***** 텍스트 블록 *****

In [None]:
import pandas as pd
import numpy as np

from datasets import load_dataset
from langchain_text_splitters import RecursiveCharacterTextSplitter
from qdrant_client import QdrantClient, models
from qdrant_client.http.models import Distance, VectorParams
from sentence_transformers import SentenceTransformer

In [5]:
client = QdrantClient(host='localhost', port=6333)

In [32]:
# 데이터셋 로드
dataset_id = 'daekeun-ml/naver-news-summarization-ko'
dataset = load_dataset(dataset_id, split='train')
documents_df = dataset.to_pandas()

# Example
print(f"문서 수 : {len(documents_df)}")
print(f"문서 Columns : {documents_df.columns}")

문서 수 : 22194
문서 Columns : Index(['date', 'category', 'press', 'title', 'document', 'link', 'summary'], dtype='object')


In [33]:
# 문서 전처리 및 청킹
CHUNK_SIZE = 100
CHUNK_OVERLAP = 20

def chunking(documents_df_, chunk_size_, chunk_overlap_):
    chunk_results = []
    chunk_idx = 0
    
    text_splitter = RecursiveCharacterTextSplitter(
        chunk_size=chunk_size_,
        chunk_overlap=chunk_overlap_,
        length_function=len
    )

    for idx, row in documents_df_.iterrows():
        origin_text = row['summary']

        chunks = text_splitter.create_documents([origin_text])

***** 주어진 자료 *****

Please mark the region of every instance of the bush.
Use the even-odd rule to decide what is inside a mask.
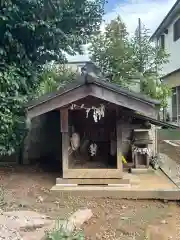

*****

### [과제 개요 1]
텍스트 블록에서 출력된 문서 수는 몇 개입니까?
### [과제 개요 2]
텍스트 블록에서 "from datasets import" 구절과 "dataset = load_dataset(dataset_id, split='train')" 구절 사이의 부분을 두 구절까지 포함하여 그대로 옮겨 적으십시오.

### [과제 결과 1]
출력된 문서 수는 22194개입니다.

### [과제 결과 2]
from datasets import load_dataset
from langchain_text_splitters import RecursiveCharacterTextSplitter
from qdrant_client import QdrantClient, models
from qdrant_client.http.models import Distance, VectorParams
from sentence_transformers import SentenceTransformer

In [5]:
client = QdrantClient(host='localhost', port=6333)

In [32]:
# 데이터셋 로드
dataset_id = 'daekeun-ml/naver-news-summarization-ko'
dataset = load_dataset(dataset_id, split='train')